Reading text:
Category Archives: Prizes

“Inventing Prizes: A Historical Perspective on Innovation Awards and Technology Policy,” B. Z. Khan (2015)

B. Zorina Khan is an excellent and underrated historian of innovation policy. In her new working paper, she questions the shift toward prizes as an innovation inducement mechanism. The basic problem economists have been grappling with is that patents are costly in terms of litigation, largely due to their uncertainty, that patents impose deadweight loss by granting inventors market power (as noted at least as far back as Nordhaus 1969), and that patent rights can lead to an anticommons which in some cases harms follow-on innovation (see Scotchmer and Green and Bessen and Maskin for the theory, and papers like Heidi Williams’ genome paper for empirics).

There are three main alternatives to patents, as I see them. First, you can give prizes, determined ex-ante or ex-post. Second, you can fund R&D directly with government, as the NIH does for huge portions of medical research. Third, you can rely on inventors accruing rents to cover the R&D without any government action, such as by keeping their invention secret, relying on first mover advantage, or having market power in complementary goods. We have quite a bit of evidence that the second, in biotech, and the third, in almost every other field, is the primary driver of innovative activity.

Prizes, however, are becoming more and more common. There are X-Prizes for space and AI breakthroughs, advanced market commitments for new drugs with major third world benefits, Kremer’s “patent buyout” plan, and many others. Setting the prize amount right is of course a challenging project (one that Kremer’s idea partially fixes), and in this sense prizes run “less automatically” than the patent system. What Khan notes is that prizes have been used frequently in the history of innovation, and were frankly common in the late 18th and 19th century. How useful were they?

Unfortunately, prizes seem to have suffered many problems. Khan has an entire book on The Democratization of Invention in the 19th century. Foreign observers, and not just Tocqueville, frequently noted how many American inventors came from humble backgrounds, and how many “ordinary people” were dreaming up new products and improvements. This frenzy was often, at the time, credited to the uniquely low-cost and comprehensive U.S. patent system. Patents were simple enough, and inexpensive enough, to submit that credit for and rights to inventions pretty regularly flowed to people who were not politically well connected, and for inventions that were not “popular”.

Prizes, as opposed to patents, often incentivized the wrong projects and rewarded the wrong people. First, prizes were too small to be economically meaningful; when the well-named Hippolyte Mège-Mouriès made his developments in margarine and garnered the prize offered by Napoleon III, the value of that prize was far less than the value of the product itself. In order to shift effort with prizes, the prize designer needs to know both enough about the social value of the proposed invention to set the prize amount high enough, and enough about the value of alternatives that the prize doesn’t distort effort away from other inventions that would be created while relying solely on trade secrecy and first mover advantage (I discuss this point in much greater depth in my Direction of Innovation paper with Jorge Lemus). Providing prizes to only some inventions may either generate no change in behavior at all because the prize is too small compared with the other benefits of inventing, or cause inefficient distortions in behavior. Even though, say, a malaria vaccine would be very useful, an enormous prize for a malaria vaccine will distort health researcher effort away from other projects in a way that is tough to calculate ex-ante without a huge amount of prize designer knowledge.

Given data:
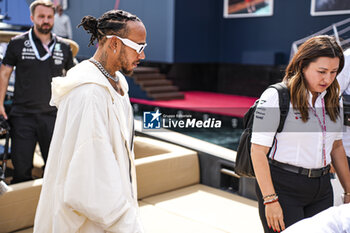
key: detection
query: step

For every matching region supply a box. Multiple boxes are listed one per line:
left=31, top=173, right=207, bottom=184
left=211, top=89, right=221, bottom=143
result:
left=134, top=66, right=159, bottom=74
left=138, top=79, right=173, bottom=87
left=149, top=92, right=185, bottom=100
left=143, top=85, right=179, bottom=93
left=132, top=73, right=166, bottom=82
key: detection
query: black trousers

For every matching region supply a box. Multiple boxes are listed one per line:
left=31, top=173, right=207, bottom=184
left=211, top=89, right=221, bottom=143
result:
left=256, top=164, right=333, bottom=233
left=10, top=113, right=56, bottom=184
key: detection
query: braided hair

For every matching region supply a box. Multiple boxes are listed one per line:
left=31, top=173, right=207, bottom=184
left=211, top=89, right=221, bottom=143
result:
left=78, top=10, right=141, bottom=46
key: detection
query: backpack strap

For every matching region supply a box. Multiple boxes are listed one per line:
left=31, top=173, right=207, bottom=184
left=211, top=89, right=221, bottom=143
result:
left=269, top=82, right=290, bottom=133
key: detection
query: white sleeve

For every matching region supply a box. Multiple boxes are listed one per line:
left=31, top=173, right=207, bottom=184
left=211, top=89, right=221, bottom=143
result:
left=251, top=88, right=280, bottom=147
left=63, top=86, right=140, bottom=233
left=337, top=49, right=350, bottom=94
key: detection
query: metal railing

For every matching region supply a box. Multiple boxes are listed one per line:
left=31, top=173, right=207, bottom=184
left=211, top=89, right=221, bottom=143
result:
left=290, top=18, right=350, bottom=59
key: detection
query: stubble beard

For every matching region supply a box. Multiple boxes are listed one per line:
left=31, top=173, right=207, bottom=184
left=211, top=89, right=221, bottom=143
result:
left=36, top=24, right=53, bottom=35
left=120, top=48, right=134, bottom=76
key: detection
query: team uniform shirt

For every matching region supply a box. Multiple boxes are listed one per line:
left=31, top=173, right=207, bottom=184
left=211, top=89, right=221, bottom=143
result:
left=2, top=29, right=73, bottom=116
left=251, top=88, right=343, bottom=169
left=34, top=61, right=144, bottom=233
left=52, top=14, right=73, bottom=39
left=337, top=49, right=350, bottom=157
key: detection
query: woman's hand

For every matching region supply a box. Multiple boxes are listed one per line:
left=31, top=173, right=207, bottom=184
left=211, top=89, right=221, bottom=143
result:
left=265, top=201, right=285, bottom=232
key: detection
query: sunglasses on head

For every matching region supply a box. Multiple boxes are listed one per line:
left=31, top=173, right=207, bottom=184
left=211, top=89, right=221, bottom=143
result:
left=106, top=35, right=147, bottom=54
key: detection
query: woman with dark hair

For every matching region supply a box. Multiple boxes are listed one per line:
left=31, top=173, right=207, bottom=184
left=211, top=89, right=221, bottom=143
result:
left=251, top=36, right=350, bottom=232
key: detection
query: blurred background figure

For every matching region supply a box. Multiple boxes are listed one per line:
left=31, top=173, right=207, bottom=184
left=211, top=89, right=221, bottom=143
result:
left=52, top=4, right=73, bottom=39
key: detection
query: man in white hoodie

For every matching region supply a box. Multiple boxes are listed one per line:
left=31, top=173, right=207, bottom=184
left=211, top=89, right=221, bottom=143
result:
left=34, top=10, right=146, bottom=233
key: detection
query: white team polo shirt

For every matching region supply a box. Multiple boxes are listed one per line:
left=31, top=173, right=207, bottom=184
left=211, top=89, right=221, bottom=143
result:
left=337, top=49, right=350, bottom=157
left=251, top=88, right=343, bottom=168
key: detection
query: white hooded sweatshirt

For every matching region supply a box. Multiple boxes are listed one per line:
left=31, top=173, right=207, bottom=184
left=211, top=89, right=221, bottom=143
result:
left=34, top=61, right=143, bottom=233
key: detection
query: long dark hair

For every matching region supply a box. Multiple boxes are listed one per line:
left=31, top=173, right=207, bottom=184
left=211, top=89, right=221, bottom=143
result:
left=283, top=35, right=344, bottom=122
left=78, top=10, right=141, bottom=46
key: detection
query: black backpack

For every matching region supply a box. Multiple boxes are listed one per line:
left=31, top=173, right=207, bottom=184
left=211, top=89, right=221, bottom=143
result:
left=235, top=82, right=290, bottom=177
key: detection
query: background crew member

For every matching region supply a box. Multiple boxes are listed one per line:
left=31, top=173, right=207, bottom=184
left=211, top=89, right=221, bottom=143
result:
left=34, top=10, right=146, bottom=233
left=0, top=0, right=73, bottom=183
left=251, top=36, right=350, bottom=232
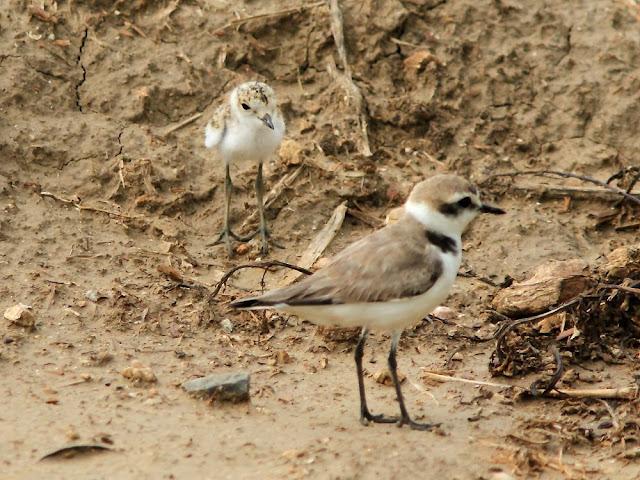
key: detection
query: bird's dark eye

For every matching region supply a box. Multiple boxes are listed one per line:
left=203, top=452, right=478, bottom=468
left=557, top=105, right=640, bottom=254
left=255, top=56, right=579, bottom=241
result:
left=458, top=197, right=472, bottom=208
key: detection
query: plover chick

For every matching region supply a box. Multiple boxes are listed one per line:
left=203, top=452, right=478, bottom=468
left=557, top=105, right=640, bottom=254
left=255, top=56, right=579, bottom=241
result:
left=204, top=82, right=285, bottom=255
left=231, top=175, right=505, bottom=430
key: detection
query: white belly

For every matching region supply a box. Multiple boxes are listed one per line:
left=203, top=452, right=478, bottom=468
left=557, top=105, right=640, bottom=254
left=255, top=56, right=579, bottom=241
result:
left=274, top=254, right=461, bottom=330
left=220, top=118, right=284, bottom=162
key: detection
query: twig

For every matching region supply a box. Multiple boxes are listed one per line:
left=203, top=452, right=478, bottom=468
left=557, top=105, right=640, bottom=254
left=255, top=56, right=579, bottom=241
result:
left=216, top=1, right=326, bottom=34
left=210, top=260, right=313, bottom=298
left=280, top=202, right=347, bottom=286
left=118, top=158, right=127, bottom=190
left=422, top=368, right=638, bottom=400
left=599, top=283, right=640, bottom=295
left=240, top=163, right=305, bottom=231
left=510, top=185, right=640, bottom=200
left=40, top=192, right=137, bottom=220
left=327, top=0, right=373, bottom=157
left=162, top=112, right=202, bottom=137
left=495, top=295, right=583, bottom=351
left=347, top=204, right=384, bottom=228
left=482, top=170, right=640, bottom=205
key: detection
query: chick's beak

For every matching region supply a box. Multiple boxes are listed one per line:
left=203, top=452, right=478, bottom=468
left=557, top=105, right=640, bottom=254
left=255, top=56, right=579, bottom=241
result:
left=480, top=203, right=507, bottom=215
left=260, top=113, right=273, bottom=130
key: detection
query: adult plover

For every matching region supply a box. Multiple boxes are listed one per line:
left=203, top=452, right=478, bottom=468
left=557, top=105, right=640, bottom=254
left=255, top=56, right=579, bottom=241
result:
left=231, top=175, right=505, bottom=430
left=204, top=82, right=285, bottom=255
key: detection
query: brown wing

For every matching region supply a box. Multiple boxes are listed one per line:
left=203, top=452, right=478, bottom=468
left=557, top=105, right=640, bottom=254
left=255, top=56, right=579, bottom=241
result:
left=232, top=222, right=443, bottom=308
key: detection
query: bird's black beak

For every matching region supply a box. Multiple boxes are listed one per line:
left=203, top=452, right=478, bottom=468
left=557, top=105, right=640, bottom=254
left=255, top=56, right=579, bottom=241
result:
left=480, top=203, right=507, bottom=215
left=260, top=113, right=273, bottom=130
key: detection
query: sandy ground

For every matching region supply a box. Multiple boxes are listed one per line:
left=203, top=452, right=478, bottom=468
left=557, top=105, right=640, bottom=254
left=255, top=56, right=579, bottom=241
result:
left=0, top=0, right=640, bottom=479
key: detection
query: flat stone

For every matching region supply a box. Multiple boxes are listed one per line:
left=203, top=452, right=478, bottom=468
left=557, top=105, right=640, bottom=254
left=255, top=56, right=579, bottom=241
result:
left=182, top=372, right=249, bottom=402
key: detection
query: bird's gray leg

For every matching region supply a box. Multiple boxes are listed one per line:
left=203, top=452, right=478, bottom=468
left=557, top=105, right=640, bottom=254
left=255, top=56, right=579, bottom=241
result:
left=213, top=163, right=251, bottom=256
left=389, top=331, right=438, bottom=430
left=354, top=327, right=398, bottom=425
left=254, top=162, right=284, bottom=255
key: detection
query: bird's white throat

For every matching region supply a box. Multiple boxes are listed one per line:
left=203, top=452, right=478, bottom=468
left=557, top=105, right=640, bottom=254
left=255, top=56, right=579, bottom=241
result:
left=404, top=201, right=468, bottom=240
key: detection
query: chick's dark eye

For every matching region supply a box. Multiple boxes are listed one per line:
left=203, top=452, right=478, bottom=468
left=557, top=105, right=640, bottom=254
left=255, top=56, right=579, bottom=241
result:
left=458, top=197, right=472, bottom=208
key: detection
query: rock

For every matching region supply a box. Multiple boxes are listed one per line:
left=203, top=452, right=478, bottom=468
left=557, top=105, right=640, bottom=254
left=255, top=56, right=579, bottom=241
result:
left=431, top=305, right=458, bottom=320
left=122, top=360, right=158, bottom=383
left=280, top=138, right=304, bottom=165
left=384, top=206, right=404, bottom=225
left=4, top=303, right=36, bottom=329
left=182, top=372, right=249, bottom=403
left=493, top=259, right=592, bottom=317
left=220, top=318, right=233, bottom=333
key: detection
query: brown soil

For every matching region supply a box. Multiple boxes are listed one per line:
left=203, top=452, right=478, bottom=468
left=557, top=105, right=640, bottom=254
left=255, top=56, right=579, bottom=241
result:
left=0, top=0, right=640, bottom=479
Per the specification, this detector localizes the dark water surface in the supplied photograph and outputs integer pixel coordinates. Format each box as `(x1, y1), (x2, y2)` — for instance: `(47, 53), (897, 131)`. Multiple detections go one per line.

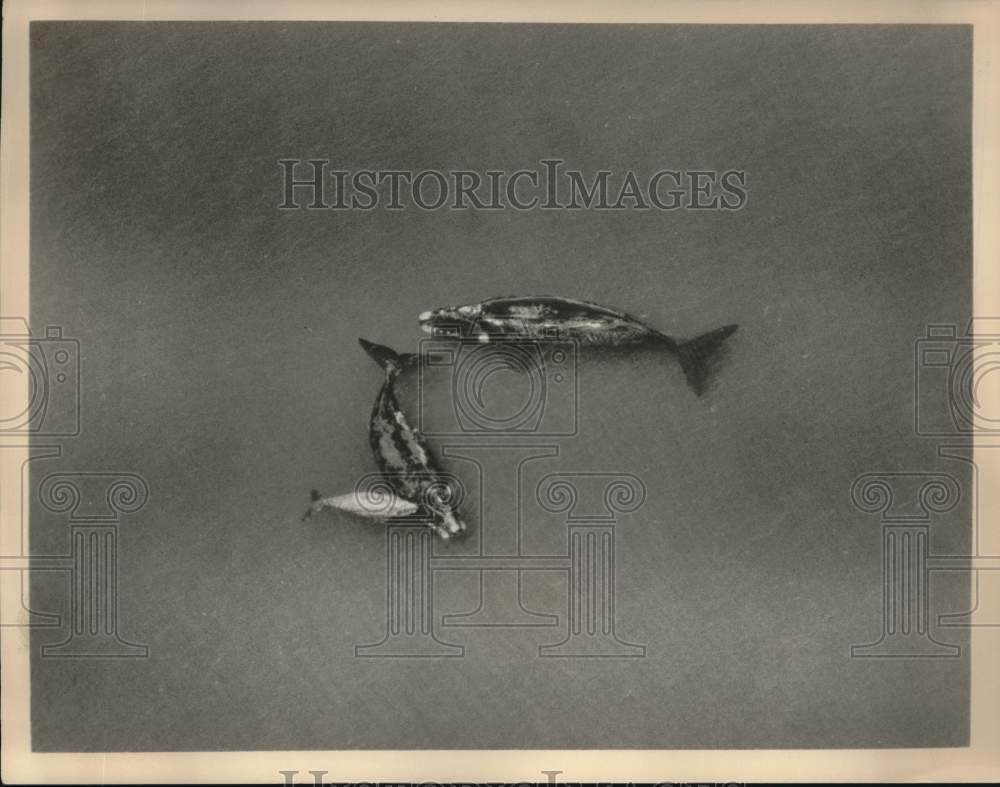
(31, 23), (971, 751)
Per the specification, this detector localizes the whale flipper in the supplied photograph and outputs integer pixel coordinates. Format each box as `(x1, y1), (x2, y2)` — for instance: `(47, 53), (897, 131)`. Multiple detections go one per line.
(302, 489), (420, 521)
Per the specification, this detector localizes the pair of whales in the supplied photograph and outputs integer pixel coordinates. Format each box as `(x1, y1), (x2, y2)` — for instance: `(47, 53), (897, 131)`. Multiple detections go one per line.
(303, 296), (737, 540)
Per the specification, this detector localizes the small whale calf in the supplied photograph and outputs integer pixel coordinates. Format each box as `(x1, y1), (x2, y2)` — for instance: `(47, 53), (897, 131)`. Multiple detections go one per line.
(303, 339), (466, 540)
(417, 295), (739, 396)
(303, 295), (738, 540)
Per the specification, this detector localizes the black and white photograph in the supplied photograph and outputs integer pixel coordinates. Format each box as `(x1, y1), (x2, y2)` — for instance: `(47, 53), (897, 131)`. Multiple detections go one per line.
(0, 2), (1000, 784)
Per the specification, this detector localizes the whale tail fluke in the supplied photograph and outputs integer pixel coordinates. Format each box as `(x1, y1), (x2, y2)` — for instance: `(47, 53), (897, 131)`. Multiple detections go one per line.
(302, 489), (323, 522)
(358, 338), (420, 377)
(676, 325), (739, 396)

Required actions:
1. Could you rewrite the paragraph in the post on innovation prizes that begins "There are three main alternatives to patents" as a short list, keeping its main facts?
2. Can you carry the post on innovation prizes further, picking up after its final sentence?

Expected results:
1.
Three main alternatives to patents, in the writer's view:
- Prizes, determined ex-ante or ex-post.
- Direct government funding of R&D, as the NIH does for huge portions of medical research.
- Inventors accruing rents to cover R&D without government action, for example through secrecy, first mover advantage, or market power in complementary goods.

Evidence suggests the second is the primary driver of innovation in biotech, and the third in almost every other field.

2.
There is a more serious problem with prizes. Because the cutoff for a prize is less clear cut, there is more room for discretion and hence a role for wasteful lobbying and personal connection to trump “democratic invention”. Khan notes that even though the French buyout of Daguerre’s camera patent is cited as a classic example of a patent buyout in the famous Kremer QJE article, it turns out that Daguerre never actually held any French patent at all! What actually happened was that Daguerre lobbied the government for a sinecure in order to make his invention public, but then patented it abroad anyway! There are many other political examples, such as the failure of the uneducated clockmaker John Harrison to be granted a prize for his work on longitude due partially to the machinations of more upper class competitors who captured the ear of the prize committee. Examining a database of great inventors on both sides of the Atlantic, Khan found that prizes were often linked to factors like overcoming hardship, having an elite education, or regional ties. That is, the subjectivity of prizes may be stronger than the subjectivity of patents.

So then, we have three problems: prize designers don’t know enough about the relative import of various ideas to set price amounts optimally, prizes in practice are often too small to have much effect, and prizes lead to more lobbying and biased rewards than patents. We shouldn’t go too far here; prizes still may be an important part of the innovation policy toolkit. But the history Khan lays out certainly makes me more sanguine that they are a panacea.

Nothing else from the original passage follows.